GIVEN TASK: Could you copy each of the items below word for word, keeping every line unchanged?

DATA ENTRIES:

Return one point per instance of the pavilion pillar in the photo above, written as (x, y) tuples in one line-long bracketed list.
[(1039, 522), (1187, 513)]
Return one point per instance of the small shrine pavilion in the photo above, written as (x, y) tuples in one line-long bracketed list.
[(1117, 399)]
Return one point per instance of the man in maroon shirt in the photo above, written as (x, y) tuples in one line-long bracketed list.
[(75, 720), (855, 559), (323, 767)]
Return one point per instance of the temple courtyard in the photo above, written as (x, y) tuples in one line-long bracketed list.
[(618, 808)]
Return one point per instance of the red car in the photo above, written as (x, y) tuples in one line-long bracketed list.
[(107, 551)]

FINISHED EXERCISE:
Return one point per instance of the pavilion pillar in the photo above, written as (x, y) tuples in one line-long bracketed list.
[(1039, 522), (1187, 513)]
Return one point per instance of the small shrine pavilion in the photo above, written as (x, y) tuples in one line-long bracketed list.
[(1117, 399)]
Return one point per instance of the man in maroon shirt in the photo above, written as (x, y) tuples in one line-long bracketed list.
[(75, 720), (855, 559), (323, 767)]
Return one point per instance of the temple courtyard in the photo above, written as (x, y) tuples in one line-long bracketed list.
[(618, 808)]
Return one point per instance of the red car in the photo above, written as (x, y) tuples in one line-long bracketed list.
[(107, 551)]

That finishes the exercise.